Look through the material below for "point". Copy every line that contains it.

##########

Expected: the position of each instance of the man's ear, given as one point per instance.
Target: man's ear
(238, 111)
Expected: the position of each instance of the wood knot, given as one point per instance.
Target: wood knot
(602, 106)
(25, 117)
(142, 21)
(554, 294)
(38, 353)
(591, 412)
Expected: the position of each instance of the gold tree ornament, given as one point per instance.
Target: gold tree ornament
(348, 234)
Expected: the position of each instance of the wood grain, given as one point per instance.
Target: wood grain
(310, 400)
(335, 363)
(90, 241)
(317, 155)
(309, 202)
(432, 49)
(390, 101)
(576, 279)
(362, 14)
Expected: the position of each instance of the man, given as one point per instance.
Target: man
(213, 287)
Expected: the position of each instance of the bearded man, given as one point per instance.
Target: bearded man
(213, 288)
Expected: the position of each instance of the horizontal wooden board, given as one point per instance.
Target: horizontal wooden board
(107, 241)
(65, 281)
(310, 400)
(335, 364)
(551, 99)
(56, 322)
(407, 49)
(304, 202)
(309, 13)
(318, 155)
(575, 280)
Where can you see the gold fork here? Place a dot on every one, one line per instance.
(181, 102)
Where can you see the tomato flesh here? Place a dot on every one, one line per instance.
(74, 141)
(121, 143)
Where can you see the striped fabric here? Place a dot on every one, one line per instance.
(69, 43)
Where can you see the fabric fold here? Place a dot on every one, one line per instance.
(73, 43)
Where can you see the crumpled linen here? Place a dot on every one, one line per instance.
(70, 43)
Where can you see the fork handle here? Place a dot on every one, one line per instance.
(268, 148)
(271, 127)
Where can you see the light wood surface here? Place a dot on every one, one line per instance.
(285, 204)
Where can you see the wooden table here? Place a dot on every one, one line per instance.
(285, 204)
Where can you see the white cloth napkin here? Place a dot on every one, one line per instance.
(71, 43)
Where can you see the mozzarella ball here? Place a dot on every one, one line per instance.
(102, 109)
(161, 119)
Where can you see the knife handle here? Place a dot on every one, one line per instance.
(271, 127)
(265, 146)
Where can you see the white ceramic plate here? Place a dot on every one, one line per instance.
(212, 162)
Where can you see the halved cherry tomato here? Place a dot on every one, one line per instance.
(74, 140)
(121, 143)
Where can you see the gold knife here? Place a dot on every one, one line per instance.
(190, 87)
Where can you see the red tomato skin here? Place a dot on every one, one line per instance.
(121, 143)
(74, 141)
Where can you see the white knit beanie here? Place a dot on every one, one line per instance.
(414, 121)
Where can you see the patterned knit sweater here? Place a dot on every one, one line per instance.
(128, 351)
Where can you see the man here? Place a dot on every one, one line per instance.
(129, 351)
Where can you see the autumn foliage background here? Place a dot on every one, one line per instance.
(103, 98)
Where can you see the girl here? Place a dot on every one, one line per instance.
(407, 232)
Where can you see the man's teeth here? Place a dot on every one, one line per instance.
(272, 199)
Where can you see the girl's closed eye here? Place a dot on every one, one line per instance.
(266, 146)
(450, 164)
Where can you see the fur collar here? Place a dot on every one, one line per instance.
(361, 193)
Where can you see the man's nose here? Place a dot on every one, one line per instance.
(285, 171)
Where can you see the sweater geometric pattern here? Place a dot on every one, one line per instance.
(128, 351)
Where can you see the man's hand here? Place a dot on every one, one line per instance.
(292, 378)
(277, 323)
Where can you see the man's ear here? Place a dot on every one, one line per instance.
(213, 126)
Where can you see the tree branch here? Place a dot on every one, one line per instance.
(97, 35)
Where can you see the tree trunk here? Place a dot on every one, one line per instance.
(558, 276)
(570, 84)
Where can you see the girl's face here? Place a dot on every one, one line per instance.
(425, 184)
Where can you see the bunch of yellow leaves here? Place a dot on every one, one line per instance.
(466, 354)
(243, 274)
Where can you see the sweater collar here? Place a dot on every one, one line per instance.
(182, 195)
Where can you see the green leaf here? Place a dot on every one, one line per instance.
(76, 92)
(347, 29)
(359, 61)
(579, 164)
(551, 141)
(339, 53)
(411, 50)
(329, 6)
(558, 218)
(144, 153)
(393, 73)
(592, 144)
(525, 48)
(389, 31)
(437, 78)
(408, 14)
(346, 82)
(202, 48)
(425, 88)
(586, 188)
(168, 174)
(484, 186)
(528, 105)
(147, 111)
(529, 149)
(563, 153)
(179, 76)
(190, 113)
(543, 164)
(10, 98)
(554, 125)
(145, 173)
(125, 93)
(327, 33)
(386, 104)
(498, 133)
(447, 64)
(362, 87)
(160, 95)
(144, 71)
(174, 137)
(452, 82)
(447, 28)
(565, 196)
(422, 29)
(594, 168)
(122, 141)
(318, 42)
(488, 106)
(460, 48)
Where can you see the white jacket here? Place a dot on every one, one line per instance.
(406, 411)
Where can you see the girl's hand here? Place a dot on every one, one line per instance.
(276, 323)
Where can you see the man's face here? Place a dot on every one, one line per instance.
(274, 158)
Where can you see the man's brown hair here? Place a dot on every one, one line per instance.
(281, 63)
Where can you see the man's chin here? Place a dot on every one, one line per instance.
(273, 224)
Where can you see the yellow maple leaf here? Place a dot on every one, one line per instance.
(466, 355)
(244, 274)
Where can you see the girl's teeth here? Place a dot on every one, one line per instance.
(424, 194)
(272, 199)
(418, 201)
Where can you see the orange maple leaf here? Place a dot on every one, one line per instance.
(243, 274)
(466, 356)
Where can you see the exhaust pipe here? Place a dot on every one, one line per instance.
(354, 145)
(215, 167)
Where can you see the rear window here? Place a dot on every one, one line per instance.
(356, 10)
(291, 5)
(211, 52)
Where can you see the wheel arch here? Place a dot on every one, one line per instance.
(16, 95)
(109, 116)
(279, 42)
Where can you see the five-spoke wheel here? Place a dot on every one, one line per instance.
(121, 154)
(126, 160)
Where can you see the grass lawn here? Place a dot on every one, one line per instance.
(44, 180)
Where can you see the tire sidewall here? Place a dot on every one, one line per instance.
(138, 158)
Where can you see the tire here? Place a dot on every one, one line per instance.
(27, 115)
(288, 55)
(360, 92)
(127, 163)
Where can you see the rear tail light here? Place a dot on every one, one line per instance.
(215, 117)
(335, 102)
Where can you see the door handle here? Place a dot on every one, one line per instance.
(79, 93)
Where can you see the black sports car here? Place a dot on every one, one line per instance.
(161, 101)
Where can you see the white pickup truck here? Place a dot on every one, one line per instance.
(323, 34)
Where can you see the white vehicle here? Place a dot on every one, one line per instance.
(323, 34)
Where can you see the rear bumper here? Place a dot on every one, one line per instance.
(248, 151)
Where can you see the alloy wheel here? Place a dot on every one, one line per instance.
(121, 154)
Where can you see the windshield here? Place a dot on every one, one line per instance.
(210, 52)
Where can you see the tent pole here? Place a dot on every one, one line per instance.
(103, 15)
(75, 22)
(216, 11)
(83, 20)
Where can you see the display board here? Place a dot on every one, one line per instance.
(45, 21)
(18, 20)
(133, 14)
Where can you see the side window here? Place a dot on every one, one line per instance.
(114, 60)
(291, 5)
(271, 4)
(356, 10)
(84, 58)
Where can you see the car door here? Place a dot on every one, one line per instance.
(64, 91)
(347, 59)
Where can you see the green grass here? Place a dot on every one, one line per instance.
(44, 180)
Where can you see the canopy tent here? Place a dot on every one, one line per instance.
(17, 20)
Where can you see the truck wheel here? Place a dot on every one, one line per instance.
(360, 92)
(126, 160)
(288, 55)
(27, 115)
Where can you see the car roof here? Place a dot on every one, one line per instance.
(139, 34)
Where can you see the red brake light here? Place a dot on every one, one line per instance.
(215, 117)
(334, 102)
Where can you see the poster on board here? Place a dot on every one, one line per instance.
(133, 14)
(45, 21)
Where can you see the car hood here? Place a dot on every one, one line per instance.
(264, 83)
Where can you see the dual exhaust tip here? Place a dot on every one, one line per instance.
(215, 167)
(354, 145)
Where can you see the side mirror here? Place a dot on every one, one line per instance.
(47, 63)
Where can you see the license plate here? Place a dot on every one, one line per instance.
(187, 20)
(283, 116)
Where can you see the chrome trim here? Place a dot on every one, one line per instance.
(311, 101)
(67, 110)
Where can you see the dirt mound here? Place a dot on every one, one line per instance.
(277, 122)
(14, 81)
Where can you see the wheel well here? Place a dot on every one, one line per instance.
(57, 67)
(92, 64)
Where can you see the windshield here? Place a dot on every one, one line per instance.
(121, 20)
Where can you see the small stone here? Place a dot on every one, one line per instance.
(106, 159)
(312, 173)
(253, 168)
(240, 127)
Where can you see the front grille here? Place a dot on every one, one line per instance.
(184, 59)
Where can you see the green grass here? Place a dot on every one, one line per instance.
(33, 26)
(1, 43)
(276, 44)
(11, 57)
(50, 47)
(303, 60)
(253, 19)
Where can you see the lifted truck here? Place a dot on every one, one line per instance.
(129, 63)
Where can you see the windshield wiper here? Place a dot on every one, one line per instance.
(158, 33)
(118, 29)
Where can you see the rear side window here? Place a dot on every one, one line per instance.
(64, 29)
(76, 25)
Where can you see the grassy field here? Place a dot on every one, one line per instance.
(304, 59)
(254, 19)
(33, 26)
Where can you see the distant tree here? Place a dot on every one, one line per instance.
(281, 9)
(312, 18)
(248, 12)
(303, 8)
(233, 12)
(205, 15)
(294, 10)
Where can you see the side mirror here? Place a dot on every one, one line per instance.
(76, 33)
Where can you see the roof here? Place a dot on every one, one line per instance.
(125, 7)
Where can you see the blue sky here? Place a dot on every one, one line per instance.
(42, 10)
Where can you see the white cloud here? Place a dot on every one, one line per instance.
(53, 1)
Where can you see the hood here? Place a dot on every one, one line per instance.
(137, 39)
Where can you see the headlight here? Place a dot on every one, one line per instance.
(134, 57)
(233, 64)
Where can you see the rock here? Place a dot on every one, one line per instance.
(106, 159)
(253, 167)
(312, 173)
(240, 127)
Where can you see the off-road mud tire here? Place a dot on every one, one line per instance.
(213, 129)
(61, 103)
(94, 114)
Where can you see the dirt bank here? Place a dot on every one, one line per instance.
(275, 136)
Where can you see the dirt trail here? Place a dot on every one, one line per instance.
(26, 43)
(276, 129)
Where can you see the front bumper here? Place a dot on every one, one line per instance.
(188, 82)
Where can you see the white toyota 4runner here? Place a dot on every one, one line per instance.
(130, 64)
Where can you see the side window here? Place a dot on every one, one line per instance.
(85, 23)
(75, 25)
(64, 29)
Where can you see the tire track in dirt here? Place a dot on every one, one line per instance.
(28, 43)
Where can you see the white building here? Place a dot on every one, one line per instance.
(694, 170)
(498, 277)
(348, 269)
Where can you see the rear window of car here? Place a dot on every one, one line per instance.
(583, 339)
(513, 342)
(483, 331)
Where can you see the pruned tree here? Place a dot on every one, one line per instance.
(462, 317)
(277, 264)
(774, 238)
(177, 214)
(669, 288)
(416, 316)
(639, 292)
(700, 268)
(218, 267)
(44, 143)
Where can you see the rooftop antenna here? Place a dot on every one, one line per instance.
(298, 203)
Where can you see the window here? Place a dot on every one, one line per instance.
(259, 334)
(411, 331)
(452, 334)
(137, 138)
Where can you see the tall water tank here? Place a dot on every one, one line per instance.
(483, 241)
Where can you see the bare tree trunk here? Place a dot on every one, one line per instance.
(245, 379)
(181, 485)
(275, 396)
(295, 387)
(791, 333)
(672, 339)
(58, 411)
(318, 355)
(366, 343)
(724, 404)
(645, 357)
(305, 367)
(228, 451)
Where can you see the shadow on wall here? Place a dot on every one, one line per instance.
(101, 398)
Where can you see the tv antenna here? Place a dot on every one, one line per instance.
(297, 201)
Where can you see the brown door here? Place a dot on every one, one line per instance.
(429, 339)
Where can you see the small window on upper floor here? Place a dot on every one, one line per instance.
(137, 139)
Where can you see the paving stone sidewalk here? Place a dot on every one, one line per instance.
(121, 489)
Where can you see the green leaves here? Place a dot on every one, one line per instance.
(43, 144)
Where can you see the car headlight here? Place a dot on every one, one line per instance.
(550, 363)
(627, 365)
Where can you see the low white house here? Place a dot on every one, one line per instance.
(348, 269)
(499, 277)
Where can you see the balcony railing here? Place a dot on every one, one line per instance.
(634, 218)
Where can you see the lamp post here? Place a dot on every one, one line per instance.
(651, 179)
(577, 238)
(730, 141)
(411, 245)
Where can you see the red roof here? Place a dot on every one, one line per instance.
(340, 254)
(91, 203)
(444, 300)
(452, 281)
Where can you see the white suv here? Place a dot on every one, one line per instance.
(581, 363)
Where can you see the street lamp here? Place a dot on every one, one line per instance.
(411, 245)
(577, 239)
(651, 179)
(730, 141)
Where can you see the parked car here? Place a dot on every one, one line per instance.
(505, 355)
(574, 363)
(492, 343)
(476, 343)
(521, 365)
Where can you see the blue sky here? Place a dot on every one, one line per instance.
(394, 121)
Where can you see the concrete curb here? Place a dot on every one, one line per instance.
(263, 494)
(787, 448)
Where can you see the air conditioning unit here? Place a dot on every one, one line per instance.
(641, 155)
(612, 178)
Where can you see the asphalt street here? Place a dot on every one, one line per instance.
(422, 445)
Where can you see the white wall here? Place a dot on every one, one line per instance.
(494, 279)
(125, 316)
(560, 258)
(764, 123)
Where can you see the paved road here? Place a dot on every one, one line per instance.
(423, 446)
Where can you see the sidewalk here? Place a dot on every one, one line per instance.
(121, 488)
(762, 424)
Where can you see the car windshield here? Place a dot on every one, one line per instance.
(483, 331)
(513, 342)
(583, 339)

##########

- [The completed task]
Expected: the position of each instance of the man's ear, given as one point per instance.
Expected: the position of each instance of the wood knot, given as one point per instance.
Expected: the position of each instance of the gold tree ornament, given as one point per instance.
Expected: the position of each instance of the wood grain, given as one point per instance.
Expected: the position of each instance of the man, given as one point per instance.
Expected: the position of each instance of the bearded man, given as one point per instance.
Expected: the position of each instance of the horizontal wooden board, given as one point per instance.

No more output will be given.